> _Records for the task_
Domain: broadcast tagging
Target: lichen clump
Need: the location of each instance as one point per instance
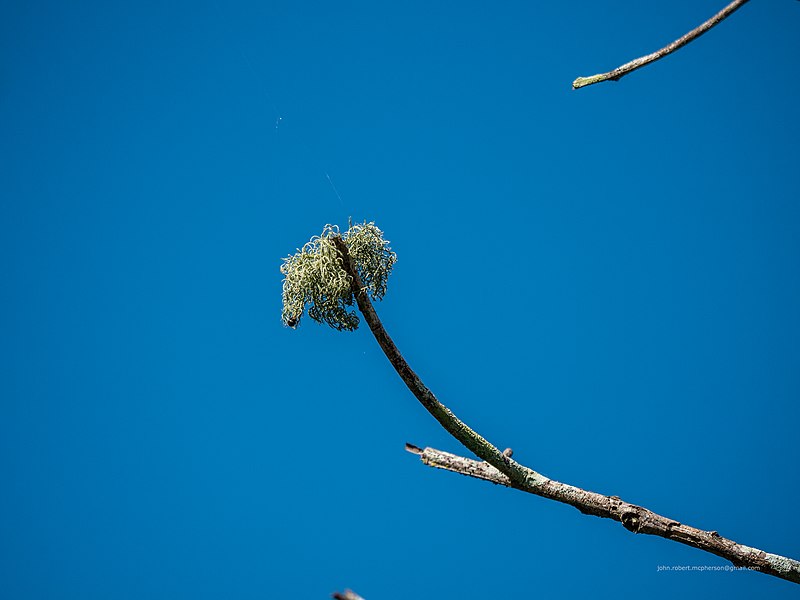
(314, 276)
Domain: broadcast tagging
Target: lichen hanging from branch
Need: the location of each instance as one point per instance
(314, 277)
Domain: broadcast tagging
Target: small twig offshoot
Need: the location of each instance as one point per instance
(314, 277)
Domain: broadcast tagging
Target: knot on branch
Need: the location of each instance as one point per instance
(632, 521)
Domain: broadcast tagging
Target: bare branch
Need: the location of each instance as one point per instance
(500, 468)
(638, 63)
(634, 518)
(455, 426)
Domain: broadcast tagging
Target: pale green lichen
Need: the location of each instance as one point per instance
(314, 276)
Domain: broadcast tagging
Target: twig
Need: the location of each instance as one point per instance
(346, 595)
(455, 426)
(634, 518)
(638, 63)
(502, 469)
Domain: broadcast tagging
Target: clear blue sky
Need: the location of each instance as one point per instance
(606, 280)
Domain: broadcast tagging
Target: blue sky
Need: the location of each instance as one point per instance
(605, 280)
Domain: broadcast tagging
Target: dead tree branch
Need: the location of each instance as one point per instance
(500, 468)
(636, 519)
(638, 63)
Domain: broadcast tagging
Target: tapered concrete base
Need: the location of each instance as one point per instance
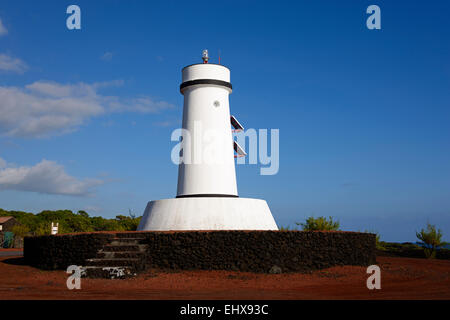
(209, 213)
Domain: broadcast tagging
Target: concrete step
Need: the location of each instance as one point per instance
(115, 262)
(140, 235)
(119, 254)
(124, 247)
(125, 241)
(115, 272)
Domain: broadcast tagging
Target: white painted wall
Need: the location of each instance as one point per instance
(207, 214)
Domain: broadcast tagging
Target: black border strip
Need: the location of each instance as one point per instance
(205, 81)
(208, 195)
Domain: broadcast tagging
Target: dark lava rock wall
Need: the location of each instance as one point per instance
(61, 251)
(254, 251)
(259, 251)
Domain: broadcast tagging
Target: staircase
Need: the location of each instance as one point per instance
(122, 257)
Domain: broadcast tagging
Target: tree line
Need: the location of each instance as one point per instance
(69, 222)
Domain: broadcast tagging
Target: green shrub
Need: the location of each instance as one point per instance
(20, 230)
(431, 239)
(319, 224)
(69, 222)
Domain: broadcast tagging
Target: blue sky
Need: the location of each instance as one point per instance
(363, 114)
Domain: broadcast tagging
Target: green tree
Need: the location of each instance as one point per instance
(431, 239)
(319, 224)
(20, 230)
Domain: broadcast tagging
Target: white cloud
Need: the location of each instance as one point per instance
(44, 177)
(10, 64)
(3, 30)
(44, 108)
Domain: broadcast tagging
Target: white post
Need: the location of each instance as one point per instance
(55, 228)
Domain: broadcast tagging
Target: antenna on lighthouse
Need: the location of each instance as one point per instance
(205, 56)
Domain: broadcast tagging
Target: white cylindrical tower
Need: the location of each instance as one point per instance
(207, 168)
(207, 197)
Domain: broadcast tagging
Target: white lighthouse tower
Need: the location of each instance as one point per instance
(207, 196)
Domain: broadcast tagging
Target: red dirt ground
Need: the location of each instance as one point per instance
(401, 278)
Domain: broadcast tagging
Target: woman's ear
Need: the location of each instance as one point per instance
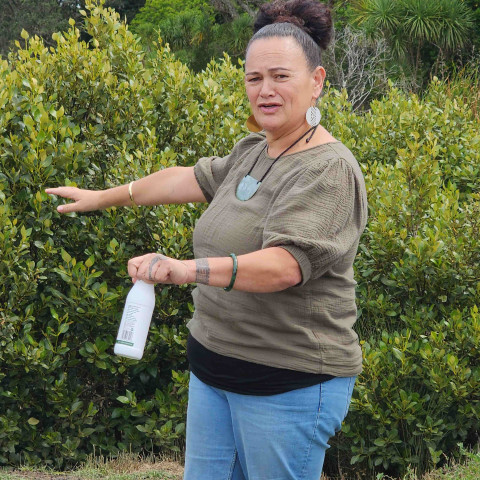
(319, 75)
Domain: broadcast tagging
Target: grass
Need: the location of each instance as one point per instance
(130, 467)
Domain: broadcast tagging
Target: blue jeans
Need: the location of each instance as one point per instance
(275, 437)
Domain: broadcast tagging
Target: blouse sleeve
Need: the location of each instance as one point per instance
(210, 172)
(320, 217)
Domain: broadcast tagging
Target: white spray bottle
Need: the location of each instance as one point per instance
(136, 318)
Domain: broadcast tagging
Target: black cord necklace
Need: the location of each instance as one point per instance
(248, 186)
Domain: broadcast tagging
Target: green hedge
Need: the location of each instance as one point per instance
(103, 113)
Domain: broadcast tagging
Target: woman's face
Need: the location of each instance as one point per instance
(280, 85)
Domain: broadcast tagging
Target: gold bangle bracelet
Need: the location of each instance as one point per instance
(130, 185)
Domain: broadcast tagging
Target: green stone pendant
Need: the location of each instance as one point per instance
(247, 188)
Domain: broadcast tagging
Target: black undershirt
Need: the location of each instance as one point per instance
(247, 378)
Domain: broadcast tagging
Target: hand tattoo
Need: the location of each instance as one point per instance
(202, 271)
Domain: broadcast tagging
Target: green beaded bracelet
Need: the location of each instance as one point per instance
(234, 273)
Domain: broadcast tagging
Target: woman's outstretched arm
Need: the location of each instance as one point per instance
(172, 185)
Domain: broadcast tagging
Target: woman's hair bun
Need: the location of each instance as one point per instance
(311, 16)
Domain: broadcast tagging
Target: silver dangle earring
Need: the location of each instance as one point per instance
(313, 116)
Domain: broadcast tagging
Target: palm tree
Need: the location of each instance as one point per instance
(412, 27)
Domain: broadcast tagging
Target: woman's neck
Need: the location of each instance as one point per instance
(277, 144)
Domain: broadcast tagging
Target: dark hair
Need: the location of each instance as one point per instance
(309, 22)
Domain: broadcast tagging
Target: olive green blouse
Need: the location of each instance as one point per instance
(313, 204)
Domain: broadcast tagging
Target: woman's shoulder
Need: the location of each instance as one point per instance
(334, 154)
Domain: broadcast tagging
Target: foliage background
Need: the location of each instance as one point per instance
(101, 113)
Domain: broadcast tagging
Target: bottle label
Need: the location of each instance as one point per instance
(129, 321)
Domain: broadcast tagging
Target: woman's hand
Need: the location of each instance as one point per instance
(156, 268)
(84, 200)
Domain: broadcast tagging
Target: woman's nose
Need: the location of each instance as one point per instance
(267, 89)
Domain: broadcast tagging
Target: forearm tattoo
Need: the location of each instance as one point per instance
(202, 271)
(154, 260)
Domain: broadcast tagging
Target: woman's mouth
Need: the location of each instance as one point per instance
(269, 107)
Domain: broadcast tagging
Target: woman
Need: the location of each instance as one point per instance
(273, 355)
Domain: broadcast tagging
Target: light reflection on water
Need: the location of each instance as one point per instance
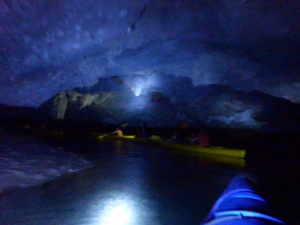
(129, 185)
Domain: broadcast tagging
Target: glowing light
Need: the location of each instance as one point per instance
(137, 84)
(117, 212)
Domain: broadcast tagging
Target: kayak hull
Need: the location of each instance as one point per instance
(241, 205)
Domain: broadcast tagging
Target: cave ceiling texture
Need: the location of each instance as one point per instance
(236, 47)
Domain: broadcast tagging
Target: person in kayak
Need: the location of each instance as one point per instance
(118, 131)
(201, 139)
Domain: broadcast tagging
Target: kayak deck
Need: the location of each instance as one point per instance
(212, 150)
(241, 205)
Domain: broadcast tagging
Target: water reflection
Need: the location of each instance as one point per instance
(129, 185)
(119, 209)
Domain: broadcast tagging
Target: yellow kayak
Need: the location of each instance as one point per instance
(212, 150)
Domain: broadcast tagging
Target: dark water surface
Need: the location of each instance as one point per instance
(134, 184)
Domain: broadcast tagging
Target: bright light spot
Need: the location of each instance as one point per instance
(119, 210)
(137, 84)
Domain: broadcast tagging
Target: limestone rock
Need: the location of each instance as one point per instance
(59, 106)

> _Task brief_
Within the entries above, work out the number of lines that include the string "hand" and give only that.

> _Solution for this task_
2